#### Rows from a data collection
********
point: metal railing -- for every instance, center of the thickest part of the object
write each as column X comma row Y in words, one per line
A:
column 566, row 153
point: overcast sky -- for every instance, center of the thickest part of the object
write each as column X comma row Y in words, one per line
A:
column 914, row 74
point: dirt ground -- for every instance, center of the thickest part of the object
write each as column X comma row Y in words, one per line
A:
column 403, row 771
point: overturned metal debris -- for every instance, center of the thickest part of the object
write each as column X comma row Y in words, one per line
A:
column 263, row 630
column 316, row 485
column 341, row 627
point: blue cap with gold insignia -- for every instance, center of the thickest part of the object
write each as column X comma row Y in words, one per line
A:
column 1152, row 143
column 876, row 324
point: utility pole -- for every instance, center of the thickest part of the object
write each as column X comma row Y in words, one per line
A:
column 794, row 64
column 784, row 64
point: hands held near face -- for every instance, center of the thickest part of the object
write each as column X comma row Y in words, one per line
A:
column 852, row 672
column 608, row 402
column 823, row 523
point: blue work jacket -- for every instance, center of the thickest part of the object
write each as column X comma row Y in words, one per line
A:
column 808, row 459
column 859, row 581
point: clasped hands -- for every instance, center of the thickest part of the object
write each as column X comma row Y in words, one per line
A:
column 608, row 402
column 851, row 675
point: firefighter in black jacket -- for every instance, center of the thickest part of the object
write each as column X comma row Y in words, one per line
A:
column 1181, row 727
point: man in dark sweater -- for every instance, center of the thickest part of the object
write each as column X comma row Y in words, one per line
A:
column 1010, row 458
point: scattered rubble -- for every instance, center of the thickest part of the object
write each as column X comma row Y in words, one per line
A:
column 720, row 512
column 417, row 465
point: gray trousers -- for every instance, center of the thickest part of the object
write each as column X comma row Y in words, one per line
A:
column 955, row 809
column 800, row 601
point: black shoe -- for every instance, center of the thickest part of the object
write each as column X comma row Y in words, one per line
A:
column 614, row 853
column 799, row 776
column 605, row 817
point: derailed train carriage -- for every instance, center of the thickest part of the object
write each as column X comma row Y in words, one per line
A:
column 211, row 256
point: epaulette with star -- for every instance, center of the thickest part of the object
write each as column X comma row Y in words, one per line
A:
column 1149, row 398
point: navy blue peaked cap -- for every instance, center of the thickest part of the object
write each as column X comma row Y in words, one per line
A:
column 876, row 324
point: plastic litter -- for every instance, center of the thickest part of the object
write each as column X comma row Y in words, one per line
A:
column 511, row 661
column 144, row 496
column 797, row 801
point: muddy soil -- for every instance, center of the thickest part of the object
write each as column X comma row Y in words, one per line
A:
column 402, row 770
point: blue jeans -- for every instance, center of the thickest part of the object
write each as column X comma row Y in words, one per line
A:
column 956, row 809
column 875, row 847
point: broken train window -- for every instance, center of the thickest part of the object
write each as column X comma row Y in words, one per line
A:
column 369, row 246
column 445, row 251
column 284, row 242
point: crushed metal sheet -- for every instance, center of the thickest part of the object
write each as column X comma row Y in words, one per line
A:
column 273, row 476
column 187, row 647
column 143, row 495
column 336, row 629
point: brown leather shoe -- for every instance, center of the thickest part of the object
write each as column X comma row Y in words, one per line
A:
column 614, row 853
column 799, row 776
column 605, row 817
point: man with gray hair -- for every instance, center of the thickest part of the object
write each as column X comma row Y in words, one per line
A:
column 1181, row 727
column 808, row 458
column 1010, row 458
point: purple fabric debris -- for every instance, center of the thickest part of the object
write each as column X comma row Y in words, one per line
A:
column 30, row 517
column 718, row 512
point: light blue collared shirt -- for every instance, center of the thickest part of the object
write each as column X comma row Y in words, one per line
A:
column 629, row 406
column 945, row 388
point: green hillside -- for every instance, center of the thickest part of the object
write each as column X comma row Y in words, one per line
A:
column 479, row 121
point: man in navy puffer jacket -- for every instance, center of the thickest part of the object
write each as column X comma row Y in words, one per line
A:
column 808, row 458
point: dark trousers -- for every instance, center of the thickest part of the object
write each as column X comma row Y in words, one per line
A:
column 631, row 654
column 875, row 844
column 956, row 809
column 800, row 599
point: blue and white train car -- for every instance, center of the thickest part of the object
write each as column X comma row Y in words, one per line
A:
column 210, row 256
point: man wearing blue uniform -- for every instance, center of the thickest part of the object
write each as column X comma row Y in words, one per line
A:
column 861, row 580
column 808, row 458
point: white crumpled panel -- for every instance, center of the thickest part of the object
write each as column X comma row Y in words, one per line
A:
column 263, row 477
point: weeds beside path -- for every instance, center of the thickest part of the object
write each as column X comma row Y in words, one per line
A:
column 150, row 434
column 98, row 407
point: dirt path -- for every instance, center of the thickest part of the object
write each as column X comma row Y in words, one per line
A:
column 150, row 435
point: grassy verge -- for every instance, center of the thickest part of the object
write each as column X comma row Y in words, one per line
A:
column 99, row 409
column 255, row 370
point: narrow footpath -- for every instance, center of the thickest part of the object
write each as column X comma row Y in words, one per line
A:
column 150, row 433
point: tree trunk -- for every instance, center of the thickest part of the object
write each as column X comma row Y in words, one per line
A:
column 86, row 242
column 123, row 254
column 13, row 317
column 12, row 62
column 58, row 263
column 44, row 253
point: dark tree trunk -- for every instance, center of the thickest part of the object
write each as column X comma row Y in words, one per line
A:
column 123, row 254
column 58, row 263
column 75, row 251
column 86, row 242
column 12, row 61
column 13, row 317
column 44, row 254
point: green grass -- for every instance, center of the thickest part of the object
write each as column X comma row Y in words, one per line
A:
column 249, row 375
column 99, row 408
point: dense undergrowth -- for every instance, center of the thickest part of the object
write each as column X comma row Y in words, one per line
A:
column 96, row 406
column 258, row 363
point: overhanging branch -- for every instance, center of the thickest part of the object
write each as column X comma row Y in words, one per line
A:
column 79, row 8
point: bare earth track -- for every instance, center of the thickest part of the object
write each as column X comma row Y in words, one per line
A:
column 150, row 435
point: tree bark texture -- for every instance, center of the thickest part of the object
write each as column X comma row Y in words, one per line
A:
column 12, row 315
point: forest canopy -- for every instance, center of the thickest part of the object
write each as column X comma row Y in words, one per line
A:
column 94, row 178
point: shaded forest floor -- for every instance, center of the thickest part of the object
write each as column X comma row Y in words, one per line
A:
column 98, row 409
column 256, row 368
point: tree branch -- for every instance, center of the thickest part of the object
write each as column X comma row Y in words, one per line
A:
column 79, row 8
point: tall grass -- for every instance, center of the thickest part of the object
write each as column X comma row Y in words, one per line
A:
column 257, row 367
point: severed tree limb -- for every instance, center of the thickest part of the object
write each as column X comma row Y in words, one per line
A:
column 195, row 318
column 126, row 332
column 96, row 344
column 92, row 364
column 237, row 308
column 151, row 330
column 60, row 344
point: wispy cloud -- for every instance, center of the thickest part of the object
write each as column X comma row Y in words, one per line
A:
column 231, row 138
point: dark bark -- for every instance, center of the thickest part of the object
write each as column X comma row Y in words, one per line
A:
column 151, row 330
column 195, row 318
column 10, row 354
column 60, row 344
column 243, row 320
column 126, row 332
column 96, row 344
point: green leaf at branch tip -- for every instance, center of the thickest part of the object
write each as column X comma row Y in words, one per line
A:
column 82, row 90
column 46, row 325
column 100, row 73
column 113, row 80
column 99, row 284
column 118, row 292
********
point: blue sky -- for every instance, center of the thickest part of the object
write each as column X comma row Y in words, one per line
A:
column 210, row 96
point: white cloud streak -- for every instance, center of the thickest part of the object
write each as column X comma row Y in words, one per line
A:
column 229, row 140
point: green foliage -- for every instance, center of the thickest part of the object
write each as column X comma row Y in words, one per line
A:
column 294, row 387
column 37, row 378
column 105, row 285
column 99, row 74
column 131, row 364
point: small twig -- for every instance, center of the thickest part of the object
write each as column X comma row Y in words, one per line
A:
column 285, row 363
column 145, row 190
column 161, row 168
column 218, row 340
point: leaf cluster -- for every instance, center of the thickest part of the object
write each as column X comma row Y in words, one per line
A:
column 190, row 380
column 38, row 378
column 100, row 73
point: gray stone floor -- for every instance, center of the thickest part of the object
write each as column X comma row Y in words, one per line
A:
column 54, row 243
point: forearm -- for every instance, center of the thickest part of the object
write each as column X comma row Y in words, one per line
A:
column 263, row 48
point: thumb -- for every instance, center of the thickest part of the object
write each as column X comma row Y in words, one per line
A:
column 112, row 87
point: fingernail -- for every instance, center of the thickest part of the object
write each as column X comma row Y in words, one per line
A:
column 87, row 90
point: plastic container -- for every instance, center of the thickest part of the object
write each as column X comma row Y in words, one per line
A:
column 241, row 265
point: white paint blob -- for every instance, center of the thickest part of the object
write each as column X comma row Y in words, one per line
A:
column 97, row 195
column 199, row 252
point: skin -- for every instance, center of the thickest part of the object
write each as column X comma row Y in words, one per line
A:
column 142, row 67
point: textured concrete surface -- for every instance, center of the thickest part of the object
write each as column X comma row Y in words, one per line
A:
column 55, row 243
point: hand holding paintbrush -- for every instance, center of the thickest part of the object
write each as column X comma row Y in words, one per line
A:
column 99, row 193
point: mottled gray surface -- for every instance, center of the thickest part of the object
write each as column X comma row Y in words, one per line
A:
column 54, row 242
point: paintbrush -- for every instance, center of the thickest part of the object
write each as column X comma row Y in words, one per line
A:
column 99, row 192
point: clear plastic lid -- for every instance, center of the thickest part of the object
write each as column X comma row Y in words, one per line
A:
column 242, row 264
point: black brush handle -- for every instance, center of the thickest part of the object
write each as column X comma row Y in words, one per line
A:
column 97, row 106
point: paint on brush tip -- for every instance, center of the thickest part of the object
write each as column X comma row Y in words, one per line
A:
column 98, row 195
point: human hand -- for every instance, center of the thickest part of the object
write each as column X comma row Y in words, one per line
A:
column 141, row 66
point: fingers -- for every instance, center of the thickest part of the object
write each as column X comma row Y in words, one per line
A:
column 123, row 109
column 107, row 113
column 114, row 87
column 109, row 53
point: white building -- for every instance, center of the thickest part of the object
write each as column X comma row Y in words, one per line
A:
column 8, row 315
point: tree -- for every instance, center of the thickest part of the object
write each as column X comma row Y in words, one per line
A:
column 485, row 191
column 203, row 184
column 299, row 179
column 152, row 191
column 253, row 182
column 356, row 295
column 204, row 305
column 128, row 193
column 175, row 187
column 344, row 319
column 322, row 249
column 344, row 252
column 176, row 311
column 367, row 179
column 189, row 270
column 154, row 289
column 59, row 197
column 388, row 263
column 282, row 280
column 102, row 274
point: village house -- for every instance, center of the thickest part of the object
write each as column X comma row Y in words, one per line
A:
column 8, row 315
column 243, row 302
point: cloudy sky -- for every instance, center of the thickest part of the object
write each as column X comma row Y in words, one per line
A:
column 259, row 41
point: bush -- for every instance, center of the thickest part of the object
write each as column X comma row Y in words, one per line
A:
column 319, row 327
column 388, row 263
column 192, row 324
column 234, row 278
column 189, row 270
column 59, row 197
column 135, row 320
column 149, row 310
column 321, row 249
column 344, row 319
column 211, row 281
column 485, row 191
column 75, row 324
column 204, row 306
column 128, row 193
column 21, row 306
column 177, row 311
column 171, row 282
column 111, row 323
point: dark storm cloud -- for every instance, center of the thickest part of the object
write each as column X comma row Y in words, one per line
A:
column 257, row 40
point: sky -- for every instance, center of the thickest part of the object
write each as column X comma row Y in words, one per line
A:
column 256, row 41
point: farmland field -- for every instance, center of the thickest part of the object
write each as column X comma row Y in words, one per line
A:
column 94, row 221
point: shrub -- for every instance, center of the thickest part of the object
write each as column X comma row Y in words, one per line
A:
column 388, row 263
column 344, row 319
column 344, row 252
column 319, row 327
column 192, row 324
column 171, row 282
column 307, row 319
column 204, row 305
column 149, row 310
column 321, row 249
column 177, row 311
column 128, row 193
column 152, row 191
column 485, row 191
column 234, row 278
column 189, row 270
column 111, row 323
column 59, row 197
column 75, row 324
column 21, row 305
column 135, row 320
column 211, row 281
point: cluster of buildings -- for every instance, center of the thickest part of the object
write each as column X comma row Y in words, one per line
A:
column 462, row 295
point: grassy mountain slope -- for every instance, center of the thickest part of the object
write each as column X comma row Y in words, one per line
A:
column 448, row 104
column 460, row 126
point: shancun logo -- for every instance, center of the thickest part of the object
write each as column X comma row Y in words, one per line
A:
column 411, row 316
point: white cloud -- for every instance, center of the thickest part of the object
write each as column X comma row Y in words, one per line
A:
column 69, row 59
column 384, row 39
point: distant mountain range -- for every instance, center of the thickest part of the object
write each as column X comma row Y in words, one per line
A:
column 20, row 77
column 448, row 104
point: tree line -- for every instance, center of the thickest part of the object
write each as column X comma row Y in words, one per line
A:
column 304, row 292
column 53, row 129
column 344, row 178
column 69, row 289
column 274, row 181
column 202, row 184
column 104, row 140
********
#### Challenge
Reproduce, word for word, every line from the one containing "point: farmland field" through the one containing "column 462, row 295", with both of those lines included.

#### Task output
point: farmland field -- for every instance, center of the thickest part of the object
write each as column X comma row Y in words, one per line
A:
column 94, row 221
point: shrub -- for every instance, center of the thickest part of the object
write each as column X comma row Y in words, one per line
A:
column 388, row 263
column 344, row 319
column 344, row 252
column 319, row 327
column 192, row 324
column 171, row 282
column 307, row 319
column 204, row 305
column 149, row 310
column 321, row 249
column 177, row 311
column 128, row 193
column 152, row 191
column 485, row 191
column 234, row 278
column 189, row 270
column 111, row 323
column 59, row 197
column 75, row 324
column 21, row 305
column 135, row 320
column 211, row 281
point: cluster of buildings -- for every instance, center of the thickest part of the object
write each as column X comma row Y in words, one per line
A:
column 462, row 295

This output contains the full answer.